*과제 내용*
아래 항목에서 "dark"라는 단어가 들어 있는 줄을 모두 찾아 옮겨 적어 보고하세요. 대소문자를 구분합니다.

*과제 자료*
+ + + + +
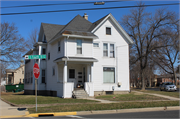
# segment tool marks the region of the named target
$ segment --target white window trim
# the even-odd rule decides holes
[[[108,56],[104,56],[104,54],[103,54],[103,51],[104,51],[104,48],[103,48],[103,46],[104,46],[104,43],[107,43],[108,44]],[[110,57],[110,44],[114,44],[114,57]],[[102,42],[102,57],[103,58],[116,58],[116,44],[115,44],[115,42]]]
[[[54,69],[54,74],[53,74],[53,69]],[[56,75],[56,69],[55,69],[55,66],[52,67],[52,76],[55,76]]]
[[[77,54],[77,40],[82,40],[82,54]],[[83,52],[83,43],[84,43],[84,39],[75,39],[75,51],[76,51],[76,56],[83,56],[84,52]]]
[[[60,51],[59,51],[59,43],[60,43]],[[59,40],[59,41],[57,41],[57,52],[58,53],[60,53],[61,52],[61,41]]]
[[[107,55],[107,56],[104,56],[104,44],[107,44],[107,47],[108,47],[108,49],[107,49],[108,55]],[[106,42],[104,42],[104,43],[103,43],[103,46],[102,46],[102,49],[103,49],[103,51],[102,51],[102,52],[103,52],[103,57],[104,57],[104,58],[108,58],[108,57],[109,57],[109,44],[106,43]]]
[[[109,35],[109,34],[106,34],[106,28],[111,28],[111,34]],[[112,36],[112,26],[110,26],[110,25],[105,25],[105,35],[106,36]]]
[[[116,84],[117,81],[116,81],[116,66],[102,66],[102,74],[104,72],[104,67],[107,67],[107,68],[114,68],[114,83],[104,83],[104,77],[102,78],[102,84],[106,85],[106,84]]]

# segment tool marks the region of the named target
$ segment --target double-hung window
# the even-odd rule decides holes
[[[55,75],[55,67],[52,68],[52,75]]]
[[[69,69],[69,78],[75,78],[75,69]]]
[[[33,72],[31,71],[31,83],[33,82]]]
[[[99,43],[93,43],[93,47],[99,47]]]
[[[114,44],[110,44],[110,57],[114,57]]]
[[[103,67],[103,83],[115,83],[114,67]]]
[[[82,40],[76,40],[77,43],[77,54],[82,54]]]
[[[50,60],[50,52],[48,52],[48,60]]]
[[[108,44],[103,44],[103,56],[108,57]]]
[[[106,27],[106,35],[111,35],[111,28],[110,27]]]

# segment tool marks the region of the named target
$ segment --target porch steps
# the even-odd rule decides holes
[[[74,89],[72,93],[73,98],[76,99],[82,99],[82,98],[87,98],[89,95],[86,93],[84,89]]]

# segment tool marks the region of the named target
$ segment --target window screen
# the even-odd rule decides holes
[[[103,68],[103,83],[115,83],[115,68]]]
[[[108,56],[108,44],[103,44],[103,56]]]
[[[75,69],[69,69],[69,78],[75,78]]]
[[[111,35],[111,28],[106,27],[106,35]]]

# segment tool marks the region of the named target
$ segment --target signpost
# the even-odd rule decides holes
[[[46,59],[46,55],[25,55],[25,59]]]
[[[33,74],[35,77],[35,95],[36,95],[36,112],[37,112],[37,79],[39,78],[40,75],[40,69],[37,63],[35,63],[33,66]]]
[[[46,59],[46,55],[25,55],[25,59]],[[40,69],[37,63],[33,66],[33,74],[35,77],[35,95],[36,95],[36,112],[37,112],[37,80],[40,75]]]

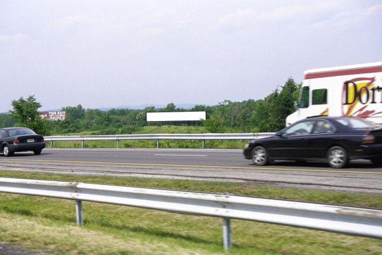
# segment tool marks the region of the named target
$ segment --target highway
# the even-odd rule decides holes
[[[0,156],[0,170],[269,184],[382,194],[382,168],[367,160],[343,169],[324,162],[277,161],[258,167],[241,150],[45,149],[40,155]]]

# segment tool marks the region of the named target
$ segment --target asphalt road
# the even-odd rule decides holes
[[[382,168],[367,160],[343,169],[323,162],[277,161],[258,167],[241,150],[45,149],[0,156],[0,170],[22,170],[268,184],[382,194]]]

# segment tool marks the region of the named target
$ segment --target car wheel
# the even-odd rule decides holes
[[[256,165],[265,165],[269,162],[269,156],[267,149],[258,146],[252,150],[252,160]]]
[[[348,153],[343,147],[334,146],[328,150],[328,163],[334,168],[342,168],[348,163]]]
[[[13,154],[13,152],[9,149],[8,145],[5,145],[2,147],[2,153],[6,157],[10,157]]]
[[[370,160],[372,163],[377,166],[382,166],[382,158],[381,157],[374,157],[371,158]]]
[[[40,155],[41,154],[41,149],[35,149],[33,150],[33,152],[34,153],[35,155]]]

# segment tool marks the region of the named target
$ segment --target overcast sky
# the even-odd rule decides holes
[[[0,112],[257,99],[381,61],[381,0],[0,0]]]

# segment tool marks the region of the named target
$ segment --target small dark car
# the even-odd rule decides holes
[[[39,155],[45,147],[44,137],[26,128],[0,129],[0,144],[1,151],[6,157],[17,151],[32,151]]]
[[[245,147],[245,158],[260,166],[275,159],[326,160],[339,168],[357,159],[382,165],[382,126],[354,117],[311,118]]]

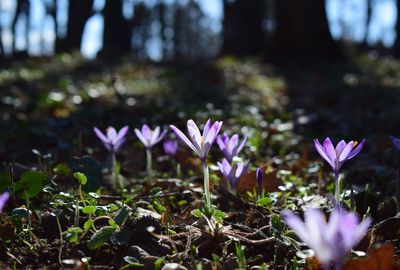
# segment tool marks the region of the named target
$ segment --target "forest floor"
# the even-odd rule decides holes
[[[307,247],[280,214],[307,205],[331,209],[331,168],[313,144],[325,137],[366,139],[342,169],[358,215],[373,220],[356,250],[390,243],[393,269],[400,269],[400,152],[389,138],[400,136],[398,61],[370,54],[310,66],[230,57],[105,64],[60,55],[2,69],[0,102],[0,192],[13,194],[1,215],[1,269],[319,269],[299,252]],[[250,168],[237,194],[223,188],[216,144],[208,156],[212,201],[225,213],[219,233],[192,215],[202,205],[196,156],[184,145],[167,156],[160,143],[149,177],[133,132],[143,124],[184,129],[188,119],[209,118],[224,122],[222,132],[249,136],[241,156]],[[93,127],[125,125],[128,138],[117,154],[124,187],[114,188]],[[261,201],[257,167],[266,171]],[[87,177],[81,192],[74,172]],[[346,205],[350,197],[343,193]]]

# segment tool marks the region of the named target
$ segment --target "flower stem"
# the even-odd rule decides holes
[[[152,162],[152,160],[151,160],[151,151],[150,151],[150,149],[146,149],[146,158],[147,158],[147,168],[146,168],[146,170],[147,170],[147,176],[148,177],[152,177],[153,176],[153,174],[152,174],[152,170],[151,170],[151,162]]]
[[[110,170],[111,170],[111,178],[114,181],[114,187],[118,187],[118,172],[117,172],[117,158],[115,156],[114,152],[110,153],[111,155],[111,164],[110,164]]]
[[[339,171],[335,171],[335,199],[336,203],[340,205],[340,178],[339,178]]]
[[[210,174],[206,161],[201,163],[204,174],[204,195],[205,195],[205,210],[211,213],[211,195],[210,195]]]

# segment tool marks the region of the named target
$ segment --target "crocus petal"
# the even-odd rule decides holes
[[[263,188],[263,176],[264,172],[261,168],[257,168],[256,171],[256,178],[257,178],[257,186],[258,186],[258,194],[261,195],[262,193],[262,188]]]
[[[117,141],[117,143],[114,144],[114,151],[117,152],[124,142],[125,142],[124,138],[122,138],[121,140]]]
[[[335,167],[335,163],[331,161],[331,159],[327,156],[325,153],[325,149],[322,147],[322,145],[319,143],[318,139],[314,139],[314,145],[315,148],[317,149],[318,153],[321,155],[323,159],[328,161],[328,163],[332,166],[332,168]]]
[[[175,135],[178,137],[178,139],[180,139],[182,142],[184,142],[187,146],[190,147],[190,149],[192,149],[197,155],[200,156],[200,153],[197,151],[197,149],[194,147],[194,145],[192,144],[192,142],[185,136],[185,134],[182,133],[182,131],[180,131],[177,127],[175,127],[174,125],[170,125],[169,126],[170,129],[172,129],[172,131],[175,133]]]
[[[105,144],[110,143],[110,140],[101,132],[97,127],[93,128],[94,132],[96,133],[97,137]]]
[[[219,146],[219,149],[223,152],[225,150],[226,146],[225,146],[224,141],[222,140],[221,135],[218,135],[216,140],[217,140],[217,144]]]
[[[150,127],[148,125],[143,125],[142,126],[142,136],[143,138],[146,139],[147,141],[147,146],[150,146],[151,144],[151,137],[153,135],[153,132],[151,131]]]
[[[324,147],[326,155],[329,157],[331,162],[334,164],[335,160],[336,160],[336,152],[335,152],[335,149],[333,148],[331,139],[326,138],[324,141],[323,147]]]
[[[222,127],[222,122],[215,121],[207,133],[207,137],[204,138],[204,143],[213,144],[215,138],[218,135],[219,130]]]
[[[354,142],[350,141],[346,147],[343,149],[342,153],[339,156],[339,162],[346,161],[348,159],[348,156],[351,152],[351,149],[353,149]]]
[[[158,136],[157,140],[154,142],[154,144],[159,143],[162,139],[164,139],[165,135],[167,134],[166,130],[163,130],[163,132],[161,132],[160,136]]]
[[[346,147],[347,143],[344,140],[341,140],[335,147],[336,156],[340,156],[343,149]]]
[[[204,157],[207,156],[208,152],[210,151],[211,146],[214,143],[214,140],[217,137],[220,128],[221,125],[218,122],[215,122],[208,131],[207,137],[204,138],[204,148],[203,148]]]
[[[248,136],[247,136],[247,135],[245,135],[245,136],[244,136],[244,139],[243,139],[243,141],[242,141],[242,143],[239,145],[239,147],[238,147],[238,149],[237,149],[237,153],[236,153],[236,154],[239,154],[239,153],[240,153],[240,151],[242,151],[242,149],[243,149],[244,145],[245,145],[245,144],[246,144],[246,142],[247,142],[247,138],[248,138]]]
[[[236,166],[236,171],[235,171],[235,178],[239,179],[248,169],[249,163],[244,164],[243,162],[240,162]]]
[[[152,134],[151,134],[150,142],[151,142],[151,145],[152,145],[152,146],[156,144],[156,141],[157,141],[157,139],[158,139],[158,135],[160,135],[160,127],[159,127],[159,126],[157,126],[157,127],[153,130],[153,132],[152,132]]]
[[[235,148],[237,147],[238,143],[239,143],[239,135],[234,134],[234,135],[231,137],[231,140],[229,141],[229,144],[228,144],[229,152],[230,152],[232,155],[236,155],[235,152],[237,152],[237,150],[236,150]]]
[[[110,142],[113,142],[117,138],[117,131],[113,127],[107,128],[107,138]]]
[[[398,151],[400,151],[400,139],[399,139],[399,138],[396,138],[396,137],[393,137],[393,136],[390,136],[390,139],[392,139],[392,143],[393,143],[394,147],[395,147]]]
[[[204,125],[204,129],[203,129],[203,138],[207,137],[208,131],[211,128],[211,120],[208,119],[206,124]]]
[[[226,132],[222,134],[222,141],[224,142],[225,145],[229,144],[229,136],[228,134],[226,134]]]
[[[121,128],[118,131],[117,137],[115,138],[115,140],[113,141],[114,144],[116,144],[119,140],[121,140],[122,138],[124,138],[126,136],[126,133],[128,133],[128,126],[124,126],[123,128]]]
[[[10,193],[7,191],[0,195],[0,213],[3,211],[8,199],[10,198]]]
[[[144,144],[145,147],[149,147],[149,143],[146,140],[146,138],[143,136],[142,132],[140,132],[139,129],[135,128],[135,134],[138,137],[138,139]]]
[[[201,152],[201,146],[203,145],[203,137],[201,136],[200,130],[197,127],[196,123],[190,119],[187,122],[187,130],[189,133],[189,137],[193,142],[193,145],[197,148],[198,152]]]
[[[362,139],[362,141],[350,152],[349,156],[347,159],[351,159],[355,157],[358,153],[360,153],[361,149],[364,147],[365,139]]]

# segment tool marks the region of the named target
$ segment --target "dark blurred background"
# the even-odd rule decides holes
[[[0,58],[400,55],[395,0],[1,0]]]

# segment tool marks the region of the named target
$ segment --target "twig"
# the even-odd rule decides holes
[[[135,197],[135,199],[139,199],[139,200],[150,200],[153,198],[167,198],[167,197],[171,197],[171,196],[187,196],[192,194],[191,190],[185,190],[182,192],[170,192],[170,193],[161,193],[161,194],[155,194],[155,195],[146,195],[146,196],[137,196]],[[124,197],[122,196],[114,196],[114,195],[100,195],[100,199],[102,200],[123,200]]]

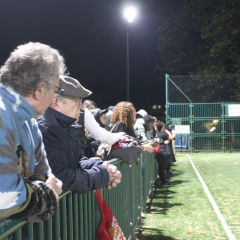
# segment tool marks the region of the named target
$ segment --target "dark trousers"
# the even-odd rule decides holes
[[[167,160],[166,157],[163,154],[156,154],[157,162],[158,162],[158,175],[161,180],[161,184],[166,183],[166,164]]]

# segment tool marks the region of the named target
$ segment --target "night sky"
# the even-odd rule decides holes
[[[156,28],[180,0],[135,1],[129,28],[130,101],[136,109],[165,104],[164,81],[154,71]],[[48,44],[64,56],[70,76],[90,89],[100,108],[126,100],[126,20],[120,0],[0,1],[0,64],[18,45]],[[161,76],[163,77],[163,76]]]

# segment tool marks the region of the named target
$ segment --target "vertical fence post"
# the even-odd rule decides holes
[[[224,102],[222,102],[222,143],[223,143],[223,152],[225,152],[225,129],[224,129]]]
[[[165,89],[166,89],[166,123],[168,124],[168,75],[165,74]]]

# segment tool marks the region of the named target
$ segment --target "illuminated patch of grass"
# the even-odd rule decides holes
[[[240,154],[190,155],[236,239],[240,239]],[[170,182],[155,186],[139,239],[228,239],[186,154],[177,156]]]

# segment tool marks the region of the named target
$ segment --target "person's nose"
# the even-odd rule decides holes
[[[83,107],[83,104],[80,103],[80,104],[78,105],[78,108],[79,108],[79,109],[83,109],[83,108],[84,108],[84,107]]]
+ + + + +
*정답*
$ segment --target small dark car
$ segment --target "dark blurred background"
$ segment --target "dark trousers"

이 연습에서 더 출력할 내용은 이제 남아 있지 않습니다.